[Information supplied — start]

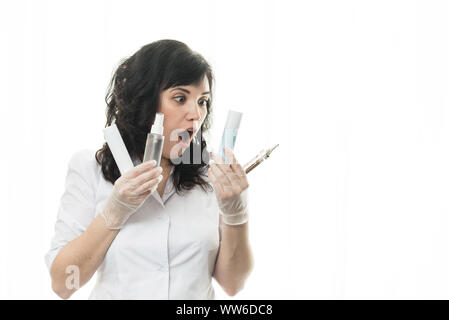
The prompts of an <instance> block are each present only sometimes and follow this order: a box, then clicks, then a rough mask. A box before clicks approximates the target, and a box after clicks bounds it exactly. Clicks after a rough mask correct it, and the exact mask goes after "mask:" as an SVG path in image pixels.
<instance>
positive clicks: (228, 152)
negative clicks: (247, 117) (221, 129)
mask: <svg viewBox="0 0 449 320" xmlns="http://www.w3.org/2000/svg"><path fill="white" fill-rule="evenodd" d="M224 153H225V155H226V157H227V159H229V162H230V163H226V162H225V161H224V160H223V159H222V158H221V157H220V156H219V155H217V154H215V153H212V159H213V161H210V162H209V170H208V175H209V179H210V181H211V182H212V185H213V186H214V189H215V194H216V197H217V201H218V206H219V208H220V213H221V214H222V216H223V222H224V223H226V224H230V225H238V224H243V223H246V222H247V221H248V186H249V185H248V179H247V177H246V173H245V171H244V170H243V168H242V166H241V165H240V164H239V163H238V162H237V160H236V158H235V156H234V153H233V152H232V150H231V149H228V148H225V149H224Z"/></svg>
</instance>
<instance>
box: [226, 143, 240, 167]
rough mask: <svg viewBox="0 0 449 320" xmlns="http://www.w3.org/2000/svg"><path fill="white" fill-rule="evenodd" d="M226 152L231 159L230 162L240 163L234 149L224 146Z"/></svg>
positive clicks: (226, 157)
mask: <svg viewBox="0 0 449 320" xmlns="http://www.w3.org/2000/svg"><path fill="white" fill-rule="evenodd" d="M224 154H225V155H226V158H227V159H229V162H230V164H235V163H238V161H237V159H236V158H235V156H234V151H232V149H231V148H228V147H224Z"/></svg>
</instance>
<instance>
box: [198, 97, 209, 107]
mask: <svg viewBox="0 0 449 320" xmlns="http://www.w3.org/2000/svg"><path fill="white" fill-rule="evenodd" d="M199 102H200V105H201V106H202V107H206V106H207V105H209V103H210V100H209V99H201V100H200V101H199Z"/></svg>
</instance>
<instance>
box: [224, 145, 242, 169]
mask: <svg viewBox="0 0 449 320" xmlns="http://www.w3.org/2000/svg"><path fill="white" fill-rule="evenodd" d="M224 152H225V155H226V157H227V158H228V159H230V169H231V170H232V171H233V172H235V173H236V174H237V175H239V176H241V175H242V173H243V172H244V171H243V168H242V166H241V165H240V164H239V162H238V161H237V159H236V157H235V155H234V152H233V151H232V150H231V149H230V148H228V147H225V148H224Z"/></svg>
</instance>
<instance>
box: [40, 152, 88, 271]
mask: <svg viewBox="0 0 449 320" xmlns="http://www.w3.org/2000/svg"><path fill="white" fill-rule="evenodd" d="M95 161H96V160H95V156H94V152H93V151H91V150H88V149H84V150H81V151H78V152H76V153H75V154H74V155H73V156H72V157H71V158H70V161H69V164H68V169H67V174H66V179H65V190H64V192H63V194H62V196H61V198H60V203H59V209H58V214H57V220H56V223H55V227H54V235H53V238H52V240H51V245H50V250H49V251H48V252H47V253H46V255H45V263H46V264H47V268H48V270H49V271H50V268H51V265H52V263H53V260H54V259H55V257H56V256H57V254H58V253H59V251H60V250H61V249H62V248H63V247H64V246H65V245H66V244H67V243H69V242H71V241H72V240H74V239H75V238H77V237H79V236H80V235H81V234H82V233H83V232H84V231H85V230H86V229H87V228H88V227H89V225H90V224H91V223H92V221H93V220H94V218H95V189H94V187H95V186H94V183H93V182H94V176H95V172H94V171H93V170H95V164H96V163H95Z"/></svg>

[Information supplied — finish]

What you will do
Rewrite all the items above, renaming "positive clicks" to "foreground clicks" wherever it occurs and leaving everything else as it is. Leave the pictures out.

Solution to the exercise
The prompts of an <instance> block are each present only sometimes and follow this order: a box, then clicks, then a rough mask. A box before clicks approximates the target, and a box after clicks bounds it exactly. Clicks after a rough mask correct it, and the exact mask goes after "mask:" as an SVG path in image pixels.
<instance>
foreground clicks: (228, 152)
negative clicks: (247, 117) (221, 129)
mask: <svg viewBox="0 0 449 320" xmlns="http://www.w3.org/2000/svg"><path fill="white" fill-rule="evenodd" d="M224 153H225V155H226V157H227V159H229V162H230V163H226V162H225V161H224V160H223V159H222V158H221V157H220V156H219V155H217V154H215V153H212V159H213V161H210V162H209V170H208V175H209V179H210V181H211V182H212V185H213V186H214V189H215V194H216V197H217V201H218V206H219V208H220V213H221V214H222V216H223V222H224V223H226V224H230V225H238V224H243V223H246V222H247V221H248V186H249V185H248V179H247V177H246V173H245V171H244V170H243V168H242V166H241V165H240V164H239V163H238V162H237V160H236V158H235V156H234V153H233V152H232V150H231V149H228V148H225V149H224Z"/></svg>
</instance>
<instance>
box: [226, 143, 240, 167]
rough mask: <svg viewBox="0 0 449 320" xmlns="http://www.w3.org/2000/svg"><path fill="white" fill-rule="evenodd" d="M226 152L231 159L230 162L240 163L234 149L224 146Z"/></svg>
foreground clicks: (226, 157)
mask: <svg viewBox="0 0 449 320" xmlns="http://www.w3.org/2000/svg"><path fill="white" fill-rule="evenodd" d="M224 154H225V155H226V158H227V159H229V162H230V164H235V163H238V161H237V159H236V158H235V156H234V151H232V149H231V148H228V147H224Z"/></svg>
</instance>
<instance>
box: [198, 97, 209, 107]
mask: <svg viewBox="0 0 449 320" xmlns="http://www.w3.org/2000/svg"><path fill="white" fill-rule="evenodd" d="M199 102H200V105H201V106H202V107H206V106H207V105H209V103H210V100H209V99H201V100H200V101H199Z"/></svg>
</instance>
<instance>
box: [224, 145, 242, 169]
mask: <svg viewBox="0 0 449 320" xmlns="http://www.w3.org/2000/svg"><path fill="white" fill-rule="evenodd" d="M224 152H225V155H226V157H227V158H228V159H230V169H231V170H232V171H233V172H235V173H236V174H237V175H239V176H241V175H242V173H243V172H244V171H243V168H242V166H241V165H240V164H239V162H238V161H237V159H236V157H235V155H234V152H233V151H232V150H231V149H230V148H228V147H225V148H224Z"/></svg>
</instance>
<instance>
box: [40, 152, 88, 271]
mask: <svg viewBox="0 0 449 320" xmlns="http://www.w3.org/2000/svg"><path fill="white" fill-rule="evenodd" d="M95 161H96V160H95V156H94V152H93V151H91V150H88V149H84V150H81V151H78V152H76V153H75V154H74V155H73V156H72V157H71V158H70V161H69V164H68V169H67V174H66V179H65V190H64V192H63V194H62V196H61V198H60V203H59V209H58V214H57V220H56V223H55V227H54V235H53V238H52V240H51V245H50V250H49V251H48V252H47V253H46V255H45V263H46V264H47V268H48V270H49V271H50V268H51V265H52V263H53V260H54V259H55V257H56V256H57V254H58V253H59V251H60V250H61V249H62V248H63V247H64V246H65V245H66V244H67V243H69V242H71V241H72V240H74V239H75V238H77V237H79V236H80V235H81V234H82V233H83V232H84V231H85V230H86V229H87V228H88V227H89V225H90V224H91V223H92V221H93V220H94V218H95V189H94V187H95V186H94V183H93V182H94V176H95V172H94V171H93V170H95V164H96V163H95Z"/></svg>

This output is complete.